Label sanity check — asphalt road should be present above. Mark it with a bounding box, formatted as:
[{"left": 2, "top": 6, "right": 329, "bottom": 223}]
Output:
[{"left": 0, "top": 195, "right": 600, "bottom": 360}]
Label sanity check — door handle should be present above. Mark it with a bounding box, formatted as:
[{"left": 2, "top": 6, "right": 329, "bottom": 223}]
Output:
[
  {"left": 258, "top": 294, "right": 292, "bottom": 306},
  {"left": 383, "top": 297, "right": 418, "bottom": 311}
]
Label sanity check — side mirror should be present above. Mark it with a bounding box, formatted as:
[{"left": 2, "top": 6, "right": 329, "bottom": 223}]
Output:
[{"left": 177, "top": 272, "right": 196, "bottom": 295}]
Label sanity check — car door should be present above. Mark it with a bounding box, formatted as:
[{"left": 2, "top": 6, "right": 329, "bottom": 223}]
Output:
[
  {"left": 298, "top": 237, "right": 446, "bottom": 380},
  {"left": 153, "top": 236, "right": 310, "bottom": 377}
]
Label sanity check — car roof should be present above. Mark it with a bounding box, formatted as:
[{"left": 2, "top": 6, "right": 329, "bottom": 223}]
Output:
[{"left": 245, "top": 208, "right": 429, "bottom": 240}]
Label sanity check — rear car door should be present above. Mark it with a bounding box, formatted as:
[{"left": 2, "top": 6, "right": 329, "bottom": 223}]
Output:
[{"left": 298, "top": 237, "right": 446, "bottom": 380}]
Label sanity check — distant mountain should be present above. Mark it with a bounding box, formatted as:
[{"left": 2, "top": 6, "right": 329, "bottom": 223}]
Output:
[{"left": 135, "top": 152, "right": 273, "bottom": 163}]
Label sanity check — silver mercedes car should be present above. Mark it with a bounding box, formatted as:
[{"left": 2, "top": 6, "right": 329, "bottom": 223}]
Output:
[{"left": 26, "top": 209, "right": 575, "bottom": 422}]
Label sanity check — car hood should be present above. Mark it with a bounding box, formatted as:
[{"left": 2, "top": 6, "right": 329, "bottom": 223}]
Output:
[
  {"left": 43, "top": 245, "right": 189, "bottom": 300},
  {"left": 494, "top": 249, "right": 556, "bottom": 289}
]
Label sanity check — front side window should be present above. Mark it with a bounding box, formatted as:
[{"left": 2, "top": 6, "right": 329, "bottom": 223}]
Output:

:: What needs to be done ::
Can you output, word for word, the rows above, starting at the line that contains "Label sanity check — rear" and ending with the last line of the rows?

:: Exercise answer ::
Label sanity check — rear car door should be present above. Mark it with a bounding box, formatted as:
[{"left": 2, "top": 6, "right": 329, "bottom": 223}]
Output:
[{"left": 298, "top": 237, "right": 446, "bottom": 380}]
Label sanity check — distant mountain should be present above. Mark it with a bounding box, formatted as:
[{"left": 2, "top": 6, "right": 329, "bottom": 223}]
Output:
[{"left": 135, "top": 152, "right": 273, "bottom": 163}]
Label sanity check — silver mercedes car should be present above. Mark it with a bounding box, formatted as:
[{"left": 2, "top": 6, "right": 329, "bottom": 223}]
Output:
[{"left": 26, "top": 209, "right": 575, "bottom": 422}]
Label sanity check — car hood should be present above. Mark it with a bounding box, formatted as:
[{"left": 2, "top": 6, "right": 329, "bottom": 223}]
Output:
[
  {"left": 43, "top": 245, "right": 189, "bottom": 300},
  {"left": 494, "top": 249, "right": 556, "bottom": 289}
]
Label sanity check — front side window should be present above. Mark it with a bounding box, formatted as:
[{"left": 2, "top": 6, "right": 329, "bottom": 223}]
Output:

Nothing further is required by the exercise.